→ Data for review:
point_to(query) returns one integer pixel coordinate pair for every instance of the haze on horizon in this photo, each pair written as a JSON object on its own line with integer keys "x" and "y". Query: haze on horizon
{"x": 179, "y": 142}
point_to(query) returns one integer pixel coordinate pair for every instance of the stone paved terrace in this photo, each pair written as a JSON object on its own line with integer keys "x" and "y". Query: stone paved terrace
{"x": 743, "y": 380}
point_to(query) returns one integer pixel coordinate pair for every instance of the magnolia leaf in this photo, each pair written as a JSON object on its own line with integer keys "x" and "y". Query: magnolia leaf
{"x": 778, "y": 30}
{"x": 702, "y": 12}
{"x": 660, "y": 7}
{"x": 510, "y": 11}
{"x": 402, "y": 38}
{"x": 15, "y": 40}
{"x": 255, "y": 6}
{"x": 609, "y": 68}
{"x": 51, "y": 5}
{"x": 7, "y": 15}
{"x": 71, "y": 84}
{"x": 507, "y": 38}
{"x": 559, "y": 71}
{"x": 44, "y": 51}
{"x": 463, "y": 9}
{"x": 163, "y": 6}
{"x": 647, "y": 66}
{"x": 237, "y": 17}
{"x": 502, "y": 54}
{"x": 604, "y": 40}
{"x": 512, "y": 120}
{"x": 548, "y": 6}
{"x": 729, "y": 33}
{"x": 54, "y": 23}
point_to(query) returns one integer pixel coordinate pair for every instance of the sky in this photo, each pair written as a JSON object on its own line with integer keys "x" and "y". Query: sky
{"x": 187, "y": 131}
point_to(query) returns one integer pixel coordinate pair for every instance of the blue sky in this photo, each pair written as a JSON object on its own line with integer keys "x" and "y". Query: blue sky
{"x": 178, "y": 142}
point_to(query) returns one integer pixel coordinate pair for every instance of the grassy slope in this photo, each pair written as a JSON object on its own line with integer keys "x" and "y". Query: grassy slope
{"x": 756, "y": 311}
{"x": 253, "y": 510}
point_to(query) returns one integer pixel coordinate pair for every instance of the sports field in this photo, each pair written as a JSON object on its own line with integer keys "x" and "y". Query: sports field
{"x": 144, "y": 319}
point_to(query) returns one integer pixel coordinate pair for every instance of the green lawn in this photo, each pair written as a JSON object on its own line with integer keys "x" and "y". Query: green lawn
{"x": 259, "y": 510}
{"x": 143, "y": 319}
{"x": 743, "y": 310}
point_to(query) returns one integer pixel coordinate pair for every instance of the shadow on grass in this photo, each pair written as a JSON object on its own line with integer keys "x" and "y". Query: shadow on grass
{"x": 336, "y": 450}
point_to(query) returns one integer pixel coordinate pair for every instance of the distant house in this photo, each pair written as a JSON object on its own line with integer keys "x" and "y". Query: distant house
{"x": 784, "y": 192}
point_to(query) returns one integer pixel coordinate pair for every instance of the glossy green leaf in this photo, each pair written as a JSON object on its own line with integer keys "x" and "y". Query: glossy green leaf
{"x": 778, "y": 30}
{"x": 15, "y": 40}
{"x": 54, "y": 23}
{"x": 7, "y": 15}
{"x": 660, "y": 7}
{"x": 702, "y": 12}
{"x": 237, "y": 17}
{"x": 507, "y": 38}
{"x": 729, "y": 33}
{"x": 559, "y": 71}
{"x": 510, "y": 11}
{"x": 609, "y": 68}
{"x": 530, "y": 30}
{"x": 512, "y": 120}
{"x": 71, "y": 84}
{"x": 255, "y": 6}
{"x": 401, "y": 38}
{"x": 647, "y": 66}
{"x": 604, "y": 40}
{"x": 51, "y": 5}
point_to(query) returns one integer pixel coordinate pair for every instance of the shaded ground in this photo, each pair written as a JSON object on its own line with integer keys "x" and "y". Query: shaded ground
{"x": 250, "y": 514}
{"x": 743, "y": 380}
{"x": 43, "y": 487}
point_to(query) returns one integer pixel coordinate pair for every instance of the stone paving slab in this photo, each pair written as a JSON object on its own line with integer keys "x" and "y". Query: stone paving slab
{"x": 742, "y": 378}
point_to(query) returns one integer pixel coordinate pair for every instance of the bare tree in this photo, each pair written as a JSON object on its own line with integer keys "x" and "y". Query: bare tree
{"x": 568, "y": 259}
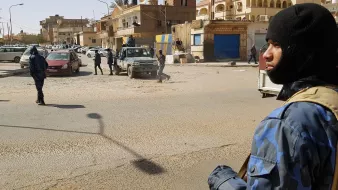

→ Activity:
Repeat the records above word for word. Pictures stay out of the copy.

→ Output for this exercise:
point_to(query) returns one integer pixel coordinate pair for every instance of the haze on horizon in this photo, each pair written as a JSON object on its own line with integer keys "x" and "y". Query: haze on horizon
{"x": 179, "y": 142}
point_to(query) returns one integer pixel coordinate pair for every instance of the stone paved terrace in this photo, each pair written as a JSON object on its own line with integer keys "x" and "y". Query: stone paved terrace
{"x": 743, "y": 380}
point_to(query) returns one integer pixel coordinate pair for every instance of the magnolia leaf in this photo, each pair written as a JSON object on its own line with integer keys "x" and "y". Query: magnolia leaf
{"x": 778, "y": 30}
{"x": 702, "y": 12}
{"x": 660, "y": 7}
{"x": 510, "y": 11}
{"x": 402, "y": 38}
{"x": 15, "y": 40}
{"x": 255, "y": 6}
{"x": 609, "y": 68}
{"x": 51, "y": 5}
{"x": 7, "y": 15}
{"x": 71, "y": 84}
{"x": 507, "y": 38}
{"x": 559, "y": 71}
{"x": 44, "y": 51}
{"x": 463, "y": 9}
{"x": 163, "y": 6}
{"x": 647, "y": 66}
{"x": 237, "y": 17}
{"x": 502, "y": 54}
{"x": 604, "y": 40}
{"x": 512, "y": 120}
{"x": 548, "y": 6}
{"x": 729, "y": 33}
{"x": 54, "y": 23}
point_to(query) returns one integer pixel coordinate pair for every instance of the sky in this photo, each pair written as a JSON object on its own line with integer keys "x" and "y". Query: sky
{"x": 187, "y": 131}
point_to(query) returns one integer pixel coordinate pair for every instance of the blue sky in this photo, each pair written as a JSON object on its own line with integer keys "x" and "y". Query: blue sky
{"x": 178, "y": 142}
point_to(query) returns one integer pixel coordinate pair for every instance of the grassy slope in this photo, each pair written as a JSON object on its own line with integer keys "x" and "y". Query: grassy slope
{"x": 756, "y": 311}
{"x": 253, "y": 510}
point_to(query) returns one integer pixel coordinate pair for every instance of the sports field in this photo, each pair written as a JSON object on its own line with integer keys "x" and "y". Query: sports field
{"x": 144, "y": 319}
point_to(query) returns one integer pixel coordinate pair for every instance of the green lawn in this photo, each pair written as a JSON object on its own line with integer keys "x" and "y". Query: green lawn
{"x": 259, "y": 510}
{"x": 143, "y": 319}
{"x": 743, "y": 310}
point_to(query) returns one integer pixel coordinate pair for every instance of the shadow on grass in this photo, each pair written as a JSON object on its own line with integer keys "x" and "y". Query: shadow on grass
{"x": 336, "y": 450}
point_to(query) returns one integer pixel coordinate pair for every instance of the distant house in this photo, each pair written as a JSON object on its own line with integer keys "x" and "y". Query: distant house
{"x": 784, "y": 192}
point_to(query) returns one integer pixel coordinate pair for every instance of the glossy green leaf in this photo, each pair written as a JSON object on its own line with integer keys "x" and "y". Query: glossy green leaf
{"x": 778, "y": 30}
{"x": 15, "y": 40}
{"x": 54, "y": 23}
{"x": 7, "y": 15}
{"x": 660, "y": 7}
{"x": 702, "y": 12}
{"x": 237, "y": 17}
{"x": 507, "y": 38}
{"x": 729, "y": 33}
{"x": 559, "y": 71}
{"x": 510, "y": 11}
{"x": 609, "y": 68}
{"x": 530, "y": 30}
{"x": 512, "y": 120}
{"x": 71, "y": 84}
{"x": 255, "y": 6}
{"x": 401, "y": 38}
{"x": 647, "y": 66}
{"x": 604, "y": 40}
{"x": 51, "y": 5}
point_to(query) returns one integer pixel coordinate pair for every instance of the shaded ground in this photo, each pair written as a JSON object on its own line with integer keys "x" and "y". Query: shaded ground
{"x": 250, "y": 514}
{"x": 743, "y": 380}
{"x": 43, "y": 487}
point_to(query) returns one integer pixel coordinate pair for every instance of the stone paving slab in this photo, each pair written as a JSON object on its own line with integer keys "x" and "y". Query: stone paving slab
{"x": 742, "y": 378}
point_to(query) returns one integer pixel coordinate pair for every instance of the bare tree in this photo, each pair written as a JSON object on its own line with integer keys "x" and "y". Query: bare tree
{"x": 568, "y": 259}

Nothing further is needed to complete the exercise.